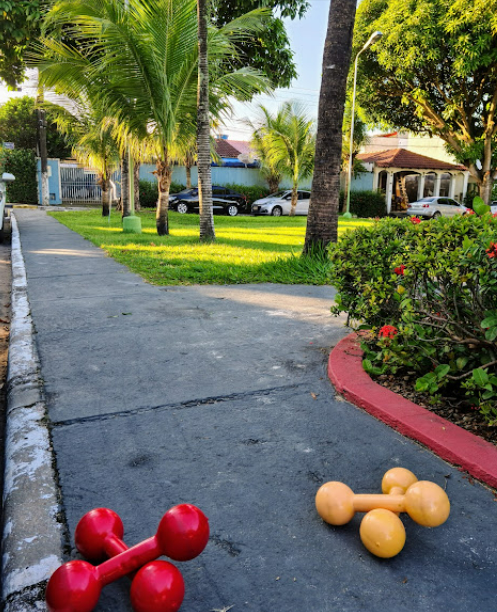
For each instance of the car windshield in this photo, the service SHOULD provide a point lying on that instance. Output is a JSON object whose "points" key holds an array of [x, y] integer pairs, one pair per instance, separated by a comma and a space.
{"points": [[278, 194]]}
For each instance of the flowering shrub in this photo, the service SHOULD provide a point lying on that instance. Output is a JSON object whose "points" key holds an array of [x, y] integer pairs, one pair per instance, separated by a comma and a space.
{"points": [[387, 331], [435, 283]]}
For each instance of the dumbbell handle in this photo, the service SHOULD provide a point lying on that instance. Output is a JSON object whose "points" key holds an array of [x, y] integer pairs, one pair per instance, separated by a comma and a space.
{"points": [[364, 502], [125, 560]]}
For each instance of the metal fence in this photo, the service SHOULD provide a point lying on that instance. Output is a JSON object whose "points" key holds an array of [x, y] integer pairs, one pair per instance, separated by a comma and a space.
{"points": [[79, 185]]}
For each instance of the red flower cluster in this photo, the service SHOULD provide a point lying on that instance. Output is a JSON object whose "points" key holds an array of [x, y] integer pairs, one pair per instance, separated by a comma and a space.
{"points": [[387, 331], [492, 250]]}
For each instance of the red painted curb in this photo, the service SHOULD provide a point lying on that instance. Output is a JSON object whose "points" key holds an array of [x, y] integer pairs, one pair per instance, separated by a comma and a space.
{"points": [[449, 441]]}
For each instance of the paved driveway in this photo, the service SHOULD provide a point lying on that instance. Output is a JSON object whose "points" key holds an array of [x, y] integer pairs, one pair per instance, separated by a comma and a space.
{"points": [[218, 396]]}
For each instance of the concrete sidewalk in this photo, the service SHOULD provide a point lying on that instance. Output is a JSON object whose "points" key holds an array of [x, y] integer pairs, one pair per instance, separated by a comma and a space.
{"points": [[218, 396]]}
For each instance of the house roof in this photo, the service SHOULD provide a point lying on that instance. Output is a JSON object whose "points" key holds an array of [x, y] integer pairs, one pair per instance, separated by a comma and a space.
{"points": [[225, 148], [402, 158]]}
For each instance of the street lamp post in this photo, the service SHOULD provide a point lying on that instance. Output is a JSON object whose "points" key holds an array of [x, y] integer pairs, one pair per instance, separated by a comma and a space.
{"points": [[373, 38]]}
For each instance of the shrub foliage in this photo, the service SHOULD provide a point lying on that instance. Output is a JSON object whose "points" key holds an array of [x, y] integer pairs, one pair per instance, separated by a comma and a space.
{"points": [[428, 294], [22, 164]]}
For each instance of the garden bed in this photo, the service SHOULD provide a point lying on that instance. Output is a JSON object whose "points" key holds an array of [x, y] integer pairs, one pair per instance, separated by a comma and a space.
{"points": [[471, 420]]}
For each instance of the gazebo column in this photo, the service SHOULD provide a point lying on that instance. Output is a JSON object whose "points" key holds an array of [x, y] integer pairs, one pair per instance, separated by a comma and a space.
{"points": [[438, 182], [421, 185], [389, 191], [452, 186], [465, 184]]}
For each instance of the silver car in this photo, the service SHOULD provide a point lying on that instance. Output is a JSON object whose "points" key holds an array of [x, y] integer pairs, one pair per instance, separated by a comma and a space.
{"points": [[280, 203], [433, 207]]}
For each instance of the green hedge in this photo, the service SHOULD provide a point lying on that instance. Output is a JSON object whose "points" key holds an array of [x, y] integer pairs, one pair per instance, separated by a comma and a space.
{"points": [[149, 192], [365, 204], [22, 164], [428, 294]]}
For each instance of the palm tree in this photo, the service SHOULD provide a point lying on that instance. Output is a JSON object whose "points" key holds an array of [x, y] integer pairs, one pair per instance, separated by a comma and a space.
{"points": [[290, 145], [322, 221], [270, 170], [203, 125], [94, 145], [141, 62]]}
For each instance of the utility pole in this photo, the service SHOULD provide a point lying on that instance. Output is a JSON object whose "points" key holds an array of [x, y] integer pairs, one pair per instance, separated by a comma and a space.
{"points": [[42, 140]]}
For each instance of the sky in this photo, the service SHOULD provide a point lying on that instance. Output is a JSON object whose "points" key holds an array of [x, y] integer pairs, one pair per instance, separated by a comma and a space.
{"points": [[307, 37]]}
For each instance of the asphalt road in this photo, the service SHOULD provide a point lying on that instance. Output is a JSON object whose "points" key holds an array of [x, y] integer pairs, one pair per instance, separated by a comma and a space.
{"points": [[218, 396]]}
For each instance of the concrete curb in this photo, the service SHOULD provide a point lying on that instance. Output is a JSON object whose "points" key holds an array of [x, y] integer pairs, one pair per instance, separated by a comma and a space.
{"points": [[448, 441], [32, 534]]}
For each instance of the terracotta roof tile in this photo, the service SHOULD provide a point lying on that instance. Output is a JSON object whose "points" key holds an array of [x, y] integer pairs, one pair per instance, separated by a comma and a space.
{"points": [[402, 158]]}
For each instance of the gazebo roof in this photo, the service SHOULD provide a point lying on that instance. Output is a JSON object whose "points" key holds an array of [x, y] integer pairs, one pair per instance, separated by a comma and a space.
{"points": [[402, 158]]}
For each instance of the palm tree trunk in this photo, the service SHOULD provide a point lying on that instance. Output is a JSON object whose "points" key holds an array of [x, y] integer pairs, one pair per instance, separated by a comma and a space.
{"points": [[125, 208], [188, 169], [164, 175], [207, 232], [322, 222], [136, 183], [273, 183], [295, 197]]}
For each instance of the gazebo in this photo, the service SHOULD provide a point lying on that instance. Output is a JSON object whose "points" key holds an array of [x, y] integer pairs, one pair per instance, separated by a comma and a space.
{"points": [[406, 176]]}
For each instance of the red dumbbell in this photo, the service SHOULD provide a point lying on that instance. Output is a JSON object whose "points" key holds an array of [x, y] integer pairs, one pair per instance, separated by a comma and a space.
{"points": [[182, 535]]}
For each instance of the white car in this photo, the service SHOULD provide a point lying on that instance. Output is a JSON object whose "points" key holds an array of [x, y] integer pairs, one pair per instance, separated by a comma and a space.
{"points": [[6, 178], [433, 207], [280, 203]]}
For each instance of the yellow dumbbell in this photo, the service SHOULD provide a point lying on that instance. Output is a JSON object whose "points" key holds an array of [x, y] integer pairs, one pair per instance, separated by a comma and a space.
{"points": [[425, 502]]}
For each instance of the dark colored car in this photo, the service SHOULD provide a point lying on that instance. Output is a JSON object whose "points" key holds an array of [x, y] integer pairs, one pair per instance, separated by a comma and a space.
{"points": [[223, 200]]}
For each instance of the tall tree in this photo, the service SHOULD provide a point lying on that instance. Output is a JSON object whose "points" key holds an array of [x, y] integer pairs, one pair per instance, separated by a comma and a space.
{"points": [[94, 145], [18, 124], [203, 126], [322, 221], [142, 63], [290, 145], [19, 25], [439, 78], [270, 50]]}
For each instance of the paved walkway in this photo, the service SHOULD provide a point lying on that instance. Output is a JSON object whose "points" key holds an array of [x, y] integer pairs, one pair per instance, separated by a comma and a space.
{"points": [[218, 396]]}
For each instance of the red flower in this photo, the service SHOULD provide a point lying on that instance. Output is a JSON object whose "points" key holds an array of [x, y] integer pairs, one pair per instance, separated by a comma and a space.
{"points": [[492, 250], [388, 331]]}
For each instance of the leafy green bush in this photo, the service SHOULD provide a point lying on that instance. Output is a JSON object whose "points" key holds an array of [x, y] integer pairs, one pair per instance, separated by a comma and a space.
{"points": [[149, 192], [365, 204], [22, 164], [428, 294]]}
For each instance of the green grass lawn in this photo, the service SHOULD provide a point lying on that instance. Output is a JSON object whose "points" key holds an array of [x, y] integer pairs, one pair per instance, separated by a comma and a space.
{"points": [[246, 250]]}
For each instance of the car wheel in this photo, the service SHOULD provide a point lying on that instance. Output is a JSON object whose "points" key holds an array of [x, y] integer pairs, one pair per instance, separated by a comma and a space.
{"points": [[182, 207]]}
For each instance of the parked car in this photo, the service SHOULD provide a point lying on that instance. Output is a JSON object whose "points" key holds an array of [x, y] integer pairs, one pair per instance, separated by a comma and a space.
====================
Would you quote, exactly and only, the lines from the one containing "For each instance of the red flower in" to the end of the entries?

- _Written answer_
For each instance of the red flower in this photo, the service SHOULD provide a point lying on that instance. Output is a JSON object whose "points" key holds an array of [x, y] integer pairs, one pair per instance, separated by a comma and a space.
{"points": [[492, 250], [388, 331]]}
For each instance of the leafy green bush in this photo, the service SHOULD provide a point lying on that instance. Output is a JSON object whose "points" key holds an array of [x, y] integer pairs, one pair per instance, separated by a comma and a space.
{"points": [[149, 192], [365, 204], [22, 164], [428, 294]]}
For each instance of the green grass lawn in this photo, the service SHOULD provide a point lying on that instance. Output is a JSON object whose "points" key holds an array of [x, y] integer pairs, one pair per instance, separated by a comma and a space.
{"points": [[246, 250]]}
For each instance of the car wheel in this photo, the service SHOULD provide a point lying on that instance. Output is a JSON object whose "points" key holds an array of [x, y] integer pairs, one pair per instance, separated by a comma and a space.
{"points": [[182, 207]]}
For each instance of the parked car in this photo, the service SHOULD provide a point lying on that instance. Output is a JSON object whose "points" key holds an array of [x, y] integer pairs, one pair per instance, separated by a comma and a space.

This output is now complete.